Text:
********************
Der Ökonom ist auf der Zielgeraden der Legislaturperiode viel unterwegs. In einer geopolitisch veränderten Welt tut er das, was ein Wirtschaftsminister eines Landes mit einer Exportquote von 60 Prozent tun muss: neue Fäden in Weltregionen knüpfen, die für Exporteure und Investoren einen Ersatz für Russland, aber auch für China darstellen könnten. Nach Australien Neuseeland, Ostafrika und Indien ist nun Südamerika dran. 

Wirtschaftsmissionen sind heute anders als in den Jahrzehnten der Turboglobalisierung: Es geht nicht um Unterschriften unter fertig ausverhandelte Milliardendeals und viel folkloristisches Begleitprogramm. Die Prioritäten haben sich verändert.

Die berühmte Wendung, dass es zum Tangotanzen zwei braucht („It takes two to tango“), gilt auch für den Samba und lässt sich variieren: Ohne einen Dritten, den Staat, geht es nicht. In Zeiten, wo der Freihandel unter Druck ist, ist B2G, Business to Government, die Voraussetzung für B2B, den quasi natürlichen Austausch zwischen Unternehmen.
********************
Datenauszug:
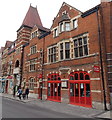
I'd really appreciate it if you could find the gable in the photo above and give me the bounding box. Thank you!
[51,2,82,29]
********************
Aufgabe: Schreib den Text über die Auslandsreisen des Wirtschaftsministers nach seinem letzten Satz weiter.

Antwort:
Beispiel China: Nicht nur, dass E-Autos der chinesischen Marke BYD bereits das Bild brasilianischer Städte prägen. Billige China-Importe betreffen auch alteingesessene österreichische Industrieunternehmen im Land. Deshalb versammeln sich Mitte April rund 60 Vertreter beider Staaten in der prächtigen Sala Rui Barbosa eines Regierungsgebäudes der Retortenhauptstadt Brasilia. Es geht um die Reaktivierung einer gemeinsamen Wirtschaftskommission, die es bis 1987 gab.

Dabei bleibt es nicht bei freundlichen Grußformeln. Einige der Firmen, unter ihnen der im Land besonders starke Feuerfestkonzern RHI Magnesita, überreichen dem mächtigen Vize des Präsidenten Lula da Silva, Geraldo Alckmin, ein Memorandum. Darin wird die Lula-Regierung aufgefordert, gegen die Dumpingpreise chinesischer Mitbewerber in ihren Branchen vorzugehen. „Wir kommen gegen die Konkurrenz aus China nicht an“, lautet der Hilferuf.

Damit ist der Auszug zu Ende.